# TEXTE CHOISI
▽
Étude nationale sur les adultes non représentés accusés devant les cours criminelles provinciales (Partie 2 : rapports des études sur le terrain)

Chapitre 3 : Halifax, Nouvelle-Écosse (suite)

3.3 Fréquence des comparutions sans représentation par avocat

3.3.1 L'autoreprésentation tout au long du processus judiciaire

Étant donné la perception générale voulant que le fait de ne pas être représenté par un avocat ait d'importantes conséquences pour un accusé, il est important de savoir à quelle fréquence un accusé comparait sans représentation aux différentes étapes du processus judiciaire.

Le dossier des causes réglées ne permet pas de dépeindre de manière simple la représentation tout au long d'un processus judiciaire.  Le mode de représentation d'un accusé changera souvent d'une comparution à une autre. Ainsi, par exemple, un accusé peut être représenté par un avocat de service lors de l'enquête sur le cautionnement, mais s'autoreprésenter par la suite.

Résultats du travail d'observation du mode de représentation à toutes les comparutions :

Les observations en cour ont permis l'analyse de 223 comparutions à la salle d'audience numéro 1 où toutes les affaires, sauf des procès, sont entendues (pendant le période de collecte des données). Dans 12 pour cent des comparutions, les accusés ne se sont  pas « présentés » et, dans 5 pour cent des causes, il était impossible de discerner le mode de représentation. Les autres causes s'analysent comme suit :

3.3.2 L'autoreprésentation par catégorie d'infraction

La plupart des personnes interrogées ont proposé que, à cause des critères d'application (possibilité d'emprisonnement), les accusations criminelles auxquelles  les accusés qui n'étaient pas représentées devaient faire face étaient les contraventions et les infractions mineures contre les biens (vol à l'étalage, fraude, infractions mineures au service, etc.), les voies de fait simples, la violence familiale, le refus de passer le test de l'ivressomètre et la conduite avec facultés affaiblies.

Le tableau H-3 a été réalisé à partir de l'échantillon des causes réglées afin de présenter une estimation de la proportion des accusés non représentés en fonction de la catégorie d'infraction à laquelle l'accusation la plus grave correspond.
△
# LISTE
▽
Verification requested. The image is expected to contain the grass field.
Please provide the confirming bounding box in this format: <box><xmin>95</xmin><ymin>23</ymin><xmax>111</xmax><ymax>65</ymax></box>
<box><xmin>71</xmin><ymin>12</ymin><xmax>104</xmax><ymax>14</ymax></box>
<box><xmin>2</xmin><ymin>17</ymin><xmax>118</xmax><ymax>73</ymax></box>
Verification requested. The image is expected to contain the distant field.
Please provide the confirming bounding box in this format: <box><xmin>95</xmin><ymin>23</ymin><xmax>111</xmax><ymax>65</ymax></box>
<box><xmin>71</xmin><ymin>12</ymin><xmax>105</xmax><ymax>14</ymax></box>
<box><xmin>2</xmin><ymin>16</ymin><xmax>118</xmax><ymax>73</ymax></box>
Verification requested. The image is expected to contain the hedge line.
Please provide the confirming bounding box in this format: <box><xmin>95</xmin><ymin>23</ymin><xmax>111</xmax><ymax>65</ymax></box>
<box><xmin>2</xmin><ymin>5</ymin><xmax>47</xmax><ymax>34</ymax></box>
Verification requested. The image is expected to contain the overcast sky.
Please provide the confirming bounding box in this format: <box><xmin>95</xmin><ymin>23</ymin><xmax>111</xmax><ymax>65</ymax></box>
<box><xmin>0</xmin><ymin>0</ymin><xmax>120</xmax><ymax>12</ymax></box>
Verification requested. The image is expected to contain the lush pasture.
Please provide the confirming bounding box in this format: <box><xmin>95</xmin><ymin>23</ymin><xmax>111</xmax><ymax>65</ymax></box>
△
# ACTIONS DEMANDÉES
#1 Traduisez en anglais la phrase suivante du texte sur les accusés non représentés : « Le mode de représentation d'un accusé changera souvent d'une comparution à une autre. »
#2 Extrayez du texte sur les accusés non représentés le passage qui va de « La plupart des » à « avec facultés affaiblies. ».

# RÉPONSES FOURNIES
#1 An accused's mode of representation will often change from one appearance to another.

#2
La plupart des personnes interrogées ont proposé que, à cause des critères d'application (possibilité d'emprisonnement), les accusations criminelles auxquelles  les accusés qui n'étaient pas représentées devaient faire face étaient les contraventions et les infractions mineures contre les biens (vol à l'étalage, fraude, infractions mineures au service, etc.), les voies de fait simples, la violence familiale, le refus de passer le test de l'ivressomètre et la conduite avec facultés affaiblies.